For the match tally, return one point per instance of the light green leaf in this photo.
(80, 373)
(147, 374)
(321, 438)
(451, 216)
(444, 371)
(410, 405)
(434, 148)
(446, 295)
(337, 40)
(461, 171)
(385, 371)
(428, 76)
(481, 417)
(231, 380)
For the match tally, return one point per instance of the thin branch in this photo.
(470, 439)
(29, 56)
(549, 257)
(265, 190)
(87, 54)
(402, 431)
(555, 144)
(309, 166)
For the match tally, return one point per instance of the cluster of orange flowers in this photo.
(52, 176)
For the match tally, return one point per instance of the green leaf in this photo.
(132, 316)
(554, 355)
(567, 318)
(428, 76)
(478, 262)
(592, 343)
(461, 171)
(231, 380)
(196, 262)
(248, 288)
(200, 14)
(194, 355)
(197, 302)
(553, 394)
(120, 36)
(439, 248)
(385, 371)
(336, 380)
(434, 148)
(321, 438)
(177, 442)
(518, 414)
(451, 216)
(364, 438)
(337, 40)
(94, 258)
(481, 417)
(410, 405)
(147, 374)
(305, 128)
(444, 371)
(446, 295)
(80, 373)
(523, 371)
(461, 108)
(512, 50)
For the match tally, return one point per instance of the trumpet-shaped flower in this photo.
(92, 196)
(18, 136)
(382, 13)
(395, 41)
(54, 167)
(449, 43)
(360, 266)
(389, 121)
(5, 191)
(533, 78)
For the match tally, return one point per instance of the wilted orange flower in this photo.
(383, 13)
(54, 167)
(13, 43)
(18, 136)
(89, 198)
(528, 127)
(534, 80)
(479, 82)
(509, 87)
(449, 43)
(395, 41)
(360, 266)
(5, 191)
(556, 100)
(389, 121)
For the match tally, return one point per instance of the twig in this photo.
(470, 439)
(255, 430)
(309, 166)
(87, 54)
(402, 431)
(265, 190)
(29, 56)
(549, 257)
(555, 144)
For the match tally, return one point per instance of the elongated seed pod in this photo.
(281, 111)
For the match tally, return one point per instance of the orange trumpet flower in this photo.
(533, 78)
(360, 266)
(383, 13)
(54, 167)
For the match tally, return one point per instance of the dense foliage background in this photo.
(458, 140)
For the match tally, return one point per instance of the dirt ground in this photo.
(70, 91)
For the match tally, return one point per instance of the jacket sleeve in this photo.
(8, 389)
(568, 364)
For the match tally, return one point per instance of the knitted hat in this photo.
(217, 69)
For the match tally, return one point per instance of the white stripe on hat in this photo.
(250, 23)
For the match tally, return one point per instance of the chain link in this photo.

______________________________

DIRECTIVE
Please quote verbatim every line from the one containing "trumpet flower in this photo." up to and including the last line above.

FULL OUTPUT
For the match tally, return one point per instance of the orange trumpet flower in this photo.
(533, 78)
(360, 266)
(383, 13)
(54, 167)
For the match tally, return one point per instance of the dense foliage background in this photo.
(458, 140)
For the match tally, return one point per instance of the dirt ground in this photo.
(70, 91)
For the match tally, return one point per instance of the jacket sleeve in this photo.
(8, 389)
(568, 364)
For the match tally, return one point per instance of the knitted hat in this photo.
(217, 69)
For the match tally, return one point per instance of the white stripe on hat in this photo.
(250, 23)
For the match tally, return one point per instance of the chain link in this photo.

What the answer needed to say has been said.